Librarian Amanda Perry has a B.A. in English and is working towards librarian certification from the state. She says the city received the computers through a Gates grant, and funding from the Freeman Foundation that expired last summer. The disabled computer -- which bears a hand-lettered "out of order" sign -- broke a couple months ago, and no one has been able to fix it. "The woman from the Freeman Foundation tried," says Perry, "but she left town, and no one knows what she did to it." Perry is reluctant to spend money from her meager maintenance budget to bring the computer back online.
The Freeman consultant was also in charge of the library's website, which has languished, filled with inaccuracies, since she left. "I'm trying to teach myself how to do it, to update the hours and the days we're open," Perry says nervously, "but I don't want to mess it up."
Last month, the Gates Foundation announced another round of grants to Vermont libraries, for $165,000. Some of that money will be earmarked to fix and replace computers. Perry hopes some of it comes to Winooski. She would like to expand the number of computers to 10 when the library relocates to the Champlain Mill in the fall.

YOUR INSTRUCTIONS >> According to the passage on the Winooski library, to what location will the library move in the fall?

GIVEN DATA >>
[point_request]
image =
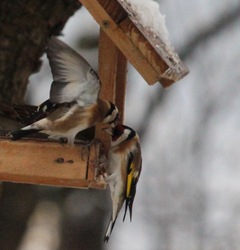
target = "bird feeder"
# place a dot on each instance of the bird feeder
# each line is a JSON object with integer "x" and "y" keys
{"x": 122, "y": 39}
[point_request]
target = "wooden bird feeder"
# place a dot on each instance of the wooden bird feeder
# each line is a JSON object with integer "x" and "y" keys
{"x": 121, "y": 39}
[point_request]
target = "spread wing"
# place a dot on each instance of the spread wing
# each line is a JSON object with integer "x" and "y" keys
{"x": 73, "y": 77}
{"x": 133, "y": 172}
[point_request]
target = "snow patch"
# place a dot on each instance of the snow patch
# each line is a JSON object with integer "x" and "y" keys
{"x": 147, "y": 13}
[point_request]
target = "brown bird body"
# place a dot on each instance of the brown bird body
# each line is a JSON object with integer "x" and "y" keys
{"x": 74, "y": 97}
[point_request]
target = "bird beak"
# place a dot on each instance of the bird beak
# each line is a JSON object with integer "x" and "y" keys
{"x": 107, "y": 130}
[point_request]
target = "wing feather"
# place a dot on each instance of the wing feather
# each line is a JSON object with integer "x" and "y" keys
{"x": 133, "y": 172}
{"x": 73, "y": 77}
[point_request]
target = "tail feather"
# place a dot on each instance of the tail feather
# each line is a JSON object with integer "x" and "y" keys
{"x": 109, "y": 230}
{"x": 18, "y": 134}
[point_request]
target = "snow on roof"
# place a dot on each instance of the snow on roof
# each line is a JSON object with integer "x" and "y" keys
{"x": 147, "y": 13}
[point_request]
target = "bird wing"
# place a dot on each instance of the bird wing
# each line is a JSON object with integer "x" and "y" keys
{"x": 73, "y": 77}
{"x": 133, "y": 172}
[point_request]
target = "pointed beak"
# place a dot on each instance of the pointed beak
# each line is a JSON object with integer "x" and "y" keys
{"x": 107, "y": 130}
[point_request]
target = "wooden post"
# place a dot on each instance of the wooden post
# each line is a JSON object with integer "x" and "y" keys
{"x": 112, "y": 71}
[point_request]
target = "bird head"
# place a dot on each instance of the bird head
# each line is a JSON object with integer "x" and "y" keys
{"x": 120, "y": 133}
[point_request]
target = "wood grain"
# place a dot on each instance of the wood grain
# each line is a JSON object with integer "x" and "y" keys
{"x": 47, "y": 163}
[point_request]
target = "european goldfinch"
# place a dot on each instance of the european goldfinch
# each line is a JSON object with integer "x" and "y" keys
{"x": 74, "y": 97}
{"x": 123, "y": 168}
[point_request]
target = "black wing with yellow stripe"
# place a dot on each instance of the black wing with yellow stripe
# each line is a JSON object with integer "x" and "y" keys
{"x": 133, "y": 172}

==

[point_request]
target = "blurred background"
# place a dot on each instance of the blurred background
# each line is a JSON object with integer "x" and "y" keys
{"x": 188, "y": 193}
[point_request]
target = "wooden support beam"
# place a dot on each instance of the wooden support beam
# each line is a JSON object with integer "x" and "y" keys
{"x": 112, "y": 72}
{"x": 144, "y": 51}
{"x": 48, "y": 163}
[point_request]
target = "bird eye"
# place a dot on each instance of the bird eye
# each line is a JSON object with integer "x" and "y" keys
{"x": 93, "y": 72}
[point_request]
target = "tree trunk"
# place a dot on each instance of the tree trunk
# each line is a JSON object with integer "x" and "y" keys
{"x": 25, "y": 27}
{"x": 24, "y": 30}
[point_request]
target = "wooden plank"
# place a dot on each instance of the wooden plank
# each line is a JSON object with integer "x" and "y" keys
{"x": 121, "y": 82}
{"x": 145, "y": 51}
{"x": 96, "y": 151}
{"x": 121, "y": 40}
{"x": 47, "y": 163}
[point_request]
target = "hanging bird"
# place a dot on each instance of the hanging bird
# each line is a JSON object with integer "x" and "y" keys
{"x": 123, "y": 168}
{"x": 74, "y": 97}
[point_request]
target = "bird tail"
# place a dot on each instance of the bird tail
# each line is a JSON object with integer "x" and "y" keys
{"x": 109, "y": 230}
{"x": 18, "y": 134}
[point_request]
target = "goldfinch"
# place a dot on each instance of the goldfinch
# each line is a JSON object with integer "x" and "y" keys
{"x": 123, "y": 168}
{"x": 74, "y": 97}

FINAL RESULT >> The Champlain Mill.